■ **Data section**:
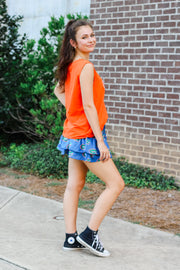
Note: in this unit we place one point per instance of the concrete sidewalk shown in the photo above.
(31, 238)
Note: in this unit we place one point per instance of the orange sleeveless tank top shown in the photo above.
(76, 125)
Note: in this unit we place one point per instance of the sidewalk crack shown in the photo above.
(17, 265)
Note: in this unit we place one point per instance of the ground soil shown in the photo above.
(157, 209)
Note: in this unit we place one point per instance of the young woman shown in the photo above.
(81, 90)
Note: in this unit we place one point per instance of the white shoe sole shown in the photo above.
(73, 249)
(98, 253)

■ **Exercise brief**:
Would you copy exactly the lines from the one that contains "woman shown in the photo above." through the final line of the records above, including both?

■ **Solved problem**:
Note: in this unit we place one point per instance of the young woman shown in the photo above.
(81, 90)
Note: in this unit we place one point per instance of the white shoe sole shown in the photo above.
(73, 249)
(98, 253)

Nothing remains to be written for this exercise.